§ SUPPLIED MATERIAL
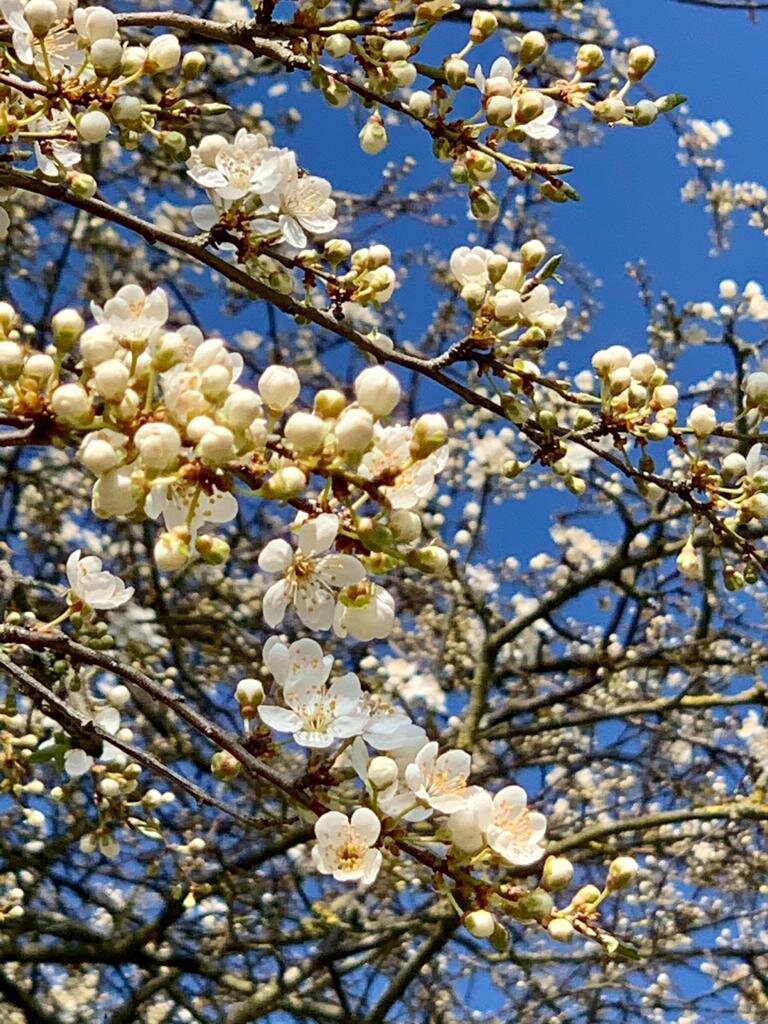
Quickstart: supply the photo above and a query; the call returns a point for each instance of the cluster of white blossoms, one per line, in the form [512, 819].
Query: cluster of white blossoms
[506, 296]
[407, 779]
[257, 192]
[80, 72]
[635, 392]
[160, 417]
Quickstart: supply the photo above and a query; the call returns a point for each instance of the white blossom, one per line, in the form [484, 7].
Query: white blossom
[439, 781]
[345, 846]
[93, 586]
[310, 578]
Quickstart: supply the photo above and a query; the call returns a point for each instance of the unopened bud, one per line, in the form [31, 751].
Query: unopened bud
[481, 924]
[641, 59]
[457, 71]
[193, 65]
[224, 765]
[622, 872]
[557, 873]
[560, 930]
[610, 110]
[589, 57]
[373, 135]
[483, 25]
[532, 45]
[249, 694]
[430, 559]
[587, 896]
[213, 550]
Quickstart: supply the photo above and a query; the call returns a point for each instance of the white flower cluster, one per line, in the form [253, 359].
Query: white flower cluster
[407, 779]
[635, 391]
[257, 188]
[160, 418]
[79, 50]
[500, 291]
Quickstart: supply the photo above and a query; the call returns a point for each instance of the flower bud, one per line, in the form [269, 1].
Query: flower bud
[336, 251]
[330, 403]
[532, 45]
[338, 45]
[420, 103]
[249, 693]
[354, 430]
[305, 432]
[483, 204]
[126, 110]
[430, 559]
[111, 379]
[733, 466]
[133, 61]
[107, 55]
[531, 253]
[586, 896]
[213, 550]
[642, 368]
[193, 65]
[242, 408]
[756, 387]
[7, 316]
[610, 111]
[456, 71]
[666, 396]
[404, 525]
[171, 551]
[378, 256]
[158, 444]
[483, 25]
[702, 421]
[430, 433]
[382, 771]
[224, 765]
[93, 24]
[82, 185]
[216, 445]
[373, 135]
[11, 359]
[377, 390]
[507, 305]
[287, 482]
[499, 110]
[98, 456]
[644, 113]
[481, 924]
[529, 107]
[534, 905]
[560, 930]
[622, 872]
[280, 387]
[641, 59]
[116, 494]
[93, 126]
[557, 873]
[163, 53]
[71, 403]
[40, 15]
[589, 57]
[403, 73]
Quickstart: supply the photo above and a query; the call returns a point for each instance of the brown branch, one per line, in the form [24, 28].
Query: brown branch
[198, 251]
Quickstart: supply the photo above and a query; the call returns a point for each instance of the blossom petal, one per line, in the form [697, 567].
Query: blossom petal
[275, 557]
[367, 824]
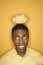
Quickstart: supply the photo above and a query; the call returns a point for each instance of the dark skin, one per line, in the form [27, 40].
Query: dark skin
[20, 39]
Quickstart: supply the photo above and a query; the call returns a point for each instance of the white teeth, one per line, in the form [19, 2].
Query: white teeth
[21, 47]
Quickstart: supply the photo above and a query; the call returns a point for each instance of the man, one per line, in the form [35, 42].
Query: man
[21, 54]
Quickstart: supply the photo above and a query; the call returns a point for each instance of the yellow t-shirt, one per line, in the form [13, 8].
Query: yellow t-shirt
[32, 57]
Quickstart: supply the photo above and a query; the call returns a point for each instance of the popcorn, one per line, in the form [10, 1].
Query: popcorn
[19, 19]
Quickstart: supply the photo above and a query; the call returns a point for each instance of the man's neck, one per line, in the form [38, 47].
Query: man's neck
[21, 54]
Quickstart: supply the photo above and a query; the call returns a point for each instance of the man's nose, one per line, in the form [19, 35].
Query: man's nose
[21, 40]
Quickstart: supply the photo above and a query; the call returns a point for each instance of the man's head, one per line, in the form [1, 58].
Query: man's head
[20, 35]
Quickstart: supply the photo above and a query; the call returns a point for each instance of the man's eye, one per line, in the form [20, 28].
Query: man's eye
[25, 36]
[16, 38]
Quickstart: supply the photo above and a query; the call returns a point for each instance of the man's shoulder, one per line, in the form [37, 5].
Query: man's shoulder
[32, 51]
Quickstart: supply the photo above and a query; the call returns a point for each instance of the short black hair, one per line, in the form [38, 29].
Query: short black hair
[20, 26]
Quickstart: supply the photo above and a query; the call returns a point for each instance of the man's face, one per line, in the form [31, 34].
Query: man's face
[20, 39]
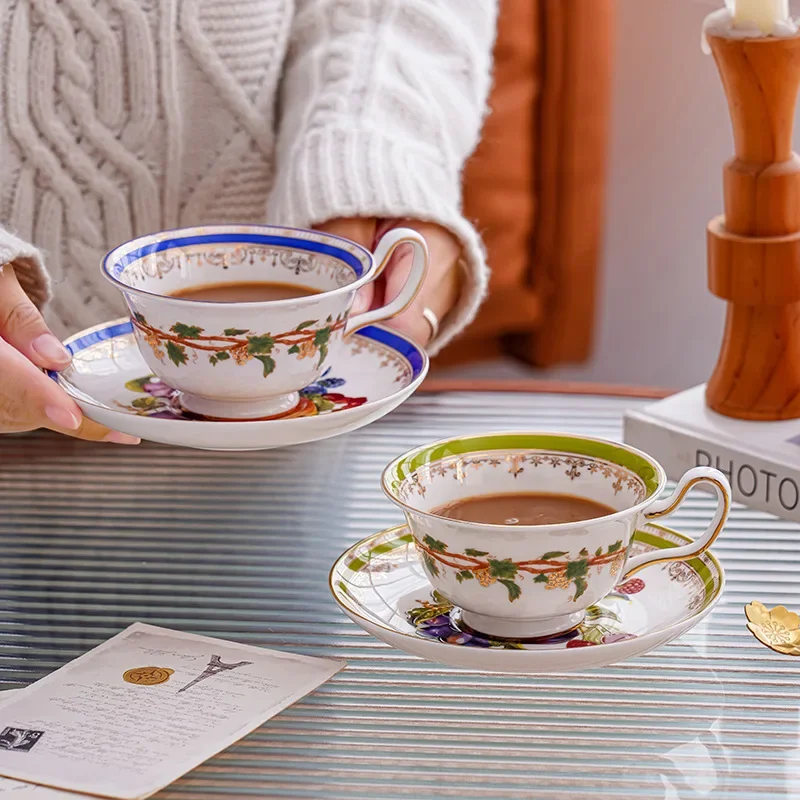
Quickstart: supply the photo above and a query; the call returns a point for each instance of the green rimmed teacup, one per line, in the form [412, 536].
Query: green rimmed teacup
[531, 581]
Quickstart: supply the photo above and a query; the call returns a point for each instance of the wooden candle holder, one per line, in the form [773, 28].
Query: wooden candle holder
[754, 249]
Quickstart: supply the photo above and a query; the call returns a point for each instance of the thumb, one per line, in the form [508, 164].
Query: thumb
[22, 326]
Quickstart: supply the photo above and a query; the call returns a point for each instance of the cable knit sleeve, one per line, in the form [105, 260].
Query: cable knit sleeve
[28, 266]
[381, 104]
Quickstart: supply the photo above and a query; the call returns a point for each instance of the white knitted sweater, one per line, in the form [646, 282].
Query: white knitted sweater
[124, 117]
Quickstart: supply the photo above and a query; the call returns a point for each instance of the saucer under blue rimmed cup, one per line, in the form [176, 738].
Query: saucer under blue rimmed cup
[373, 373]
[250, 360]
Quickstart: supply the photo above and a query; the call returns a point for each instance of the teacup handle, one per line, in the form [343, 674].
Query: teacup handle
[383, 255]
[661, 508]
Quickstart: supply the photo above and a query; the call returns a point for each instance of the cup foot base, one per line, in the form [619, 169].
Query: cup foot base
[522, 629]
[239, 409]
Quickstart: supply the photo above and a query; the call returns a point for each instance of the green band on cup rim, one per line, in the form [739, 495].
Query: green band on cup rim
[617, 454]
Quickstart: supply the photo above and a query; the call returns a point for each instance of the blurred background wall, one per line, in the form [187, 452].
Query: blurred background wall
[669, 136]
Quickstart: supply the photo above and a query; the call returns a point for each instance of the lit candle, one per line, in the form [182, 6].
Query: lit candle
[766, 15]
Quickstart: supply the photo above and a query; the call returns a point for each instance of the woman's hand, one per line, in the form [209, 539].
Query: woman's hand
[28, 398]
[442, 286]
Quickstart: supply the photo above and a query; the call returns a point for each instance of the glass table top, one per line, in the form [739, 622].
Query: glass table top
[239, 546]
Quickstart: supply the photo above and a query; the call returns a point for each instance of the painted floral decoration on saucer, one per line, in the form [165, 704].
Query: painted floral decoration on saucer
[777, 628]
[162, 401]
[438, 619]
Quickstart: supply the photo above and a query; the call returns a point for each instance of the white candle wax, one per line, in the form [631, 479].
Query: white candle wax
[750, 19]
[767, 15]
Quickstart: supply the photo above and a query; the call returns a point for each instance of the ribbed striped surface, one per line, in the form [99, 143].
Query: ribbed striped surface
[239, 545]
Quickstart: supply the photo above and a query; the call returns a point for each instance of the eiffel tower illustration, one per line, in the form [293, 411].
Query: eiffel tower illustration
[215, 666]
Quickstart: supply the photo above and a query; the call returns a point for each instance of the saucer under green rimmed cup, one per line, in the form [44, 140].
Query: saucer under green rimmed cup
[381, 585]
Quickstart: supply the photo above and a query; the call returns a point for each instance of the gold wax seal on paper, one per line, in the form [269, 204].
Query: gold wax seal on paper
[776, 628]
[147, 676]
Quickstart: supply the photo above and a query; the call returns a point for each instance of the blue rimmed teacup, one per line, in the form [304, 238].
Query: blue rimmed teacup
[248, 360]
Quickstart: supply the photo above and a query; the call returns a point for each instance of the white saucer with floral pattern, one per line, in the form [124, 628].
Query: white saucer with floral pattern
[110, 381]
[380, 584]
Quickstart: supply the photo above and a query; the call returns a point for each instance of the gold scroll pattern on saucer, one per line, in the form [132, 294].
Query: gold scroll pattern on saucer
[776, 628]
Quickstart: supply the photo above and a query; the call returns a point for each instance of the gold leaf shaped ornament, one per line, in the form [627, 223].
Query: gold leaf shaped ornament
[777, 628]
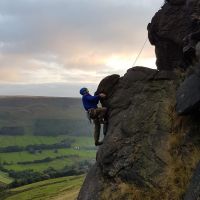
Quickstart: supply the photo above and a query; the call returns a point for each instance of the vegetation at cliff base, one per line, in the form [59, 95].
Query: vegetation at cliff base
[54, 189]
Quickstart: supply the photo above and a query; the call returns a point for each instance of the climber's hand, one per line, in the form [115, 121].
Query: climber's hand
[102, 95]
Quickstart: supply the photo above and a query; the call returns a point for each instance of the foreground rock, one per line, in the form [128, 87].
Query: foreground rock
[168, 28]
[149, 152]
[188, 95]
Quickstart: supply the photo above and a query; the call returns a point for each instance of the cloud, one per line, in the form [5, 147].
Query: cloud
[58, 41]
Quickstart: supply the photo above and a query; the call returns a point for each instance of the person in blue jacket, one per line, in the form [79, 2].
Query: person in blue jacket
[97, 114]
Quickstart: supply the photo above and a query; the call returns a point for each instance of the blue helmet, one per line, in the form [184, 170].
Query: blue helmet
[83, 91]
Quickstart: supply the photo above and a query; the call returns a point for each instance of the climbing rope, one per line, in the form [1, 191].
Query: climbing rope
[136, 59]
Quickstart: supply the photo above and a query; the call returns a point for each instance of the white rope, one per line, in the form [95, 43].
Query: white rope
[136, 59]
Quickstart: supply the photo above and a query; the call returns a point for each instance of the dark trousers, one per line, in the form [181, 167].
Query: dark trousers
[98, 117]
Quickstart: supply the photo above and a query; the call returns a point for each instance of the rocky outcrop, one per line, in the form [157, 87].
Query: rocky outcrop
[152, 148]
[168, 28]
[149, 152]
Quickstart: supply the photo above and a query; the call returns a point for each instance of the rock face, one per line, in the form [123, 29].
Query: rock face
[188, 95]
[149, 152]
[168, 28]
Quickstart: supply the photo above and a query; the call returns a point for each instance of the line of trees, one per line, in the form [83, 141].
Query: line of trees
[37, 147]
[30, 176]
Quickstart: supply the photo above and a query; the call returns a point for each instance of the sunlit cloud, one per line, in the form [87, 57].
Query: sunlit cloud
[72, 41]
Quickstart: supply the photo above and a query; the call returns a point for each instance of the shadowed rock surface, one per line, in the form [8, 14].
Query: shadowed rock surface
[167, 30]
[148, 148]
[151, 152]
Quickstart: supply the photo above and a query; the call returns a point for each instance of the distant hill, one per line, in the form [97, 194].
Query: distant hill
[21, 115]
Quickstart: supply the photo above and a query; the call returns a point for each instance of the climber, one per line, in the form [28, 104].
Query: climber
[94, 112]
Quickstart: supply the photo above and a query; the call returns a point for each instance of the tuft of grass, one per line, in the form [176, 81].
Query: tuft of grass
[59, 188]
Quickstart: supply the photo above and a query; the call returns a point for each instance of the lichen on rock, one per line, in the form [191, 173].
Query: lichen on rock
[152, 149]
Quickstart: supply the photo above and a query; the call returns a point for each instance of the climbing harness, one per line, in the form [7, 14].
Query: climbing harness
[136, 59]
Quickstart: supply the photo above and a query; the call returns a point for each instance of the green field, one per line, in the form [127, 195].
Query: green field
[42, 138]
[55, 189]
[4, 178]
[61, 158]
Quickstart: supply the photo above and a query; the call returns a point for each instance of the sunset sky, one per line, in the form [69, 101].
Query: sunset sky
[54, 47]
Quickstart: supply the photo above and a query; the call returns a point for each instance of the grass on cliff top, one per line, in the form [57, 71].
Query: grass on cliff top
[54, 189]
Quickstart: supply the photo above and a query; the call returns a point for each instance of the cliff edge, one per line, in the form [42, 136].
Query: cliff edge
[151, 151]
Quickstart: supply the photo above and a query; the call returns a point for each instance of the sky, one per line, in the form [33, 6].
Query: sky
[55, 47]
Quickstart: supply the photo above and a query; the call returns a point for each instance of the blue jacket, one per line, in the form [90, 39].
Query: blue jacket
[90, 101]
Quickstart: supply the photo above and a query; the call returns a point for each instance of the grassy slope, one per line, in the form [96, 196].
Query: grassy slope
[54, 189]
[82, 154]
[4, 178]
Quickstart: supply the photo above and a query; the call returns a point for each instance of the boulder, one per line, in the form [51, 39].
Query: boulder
[147, 150]
[188, 95]
[167, 30]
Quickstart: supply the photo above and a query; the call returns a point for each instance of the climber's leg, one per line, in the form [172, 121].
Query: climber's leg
[97, 130]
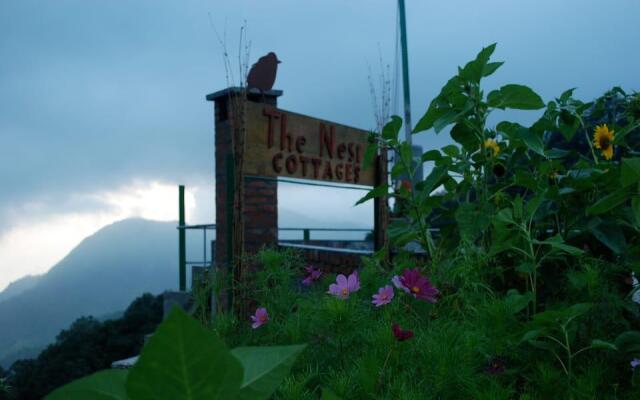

§ WORK REQUIRED
Extract every line of the material above that contains the word "petal", and reproduce each such line in full.

§ WRITTEN RESPONSE
Quickstart: supply the photo above and a query; the call returns a point for each instance of the blossom petal, one per line, in the form [697, 567].
Query: blossom petal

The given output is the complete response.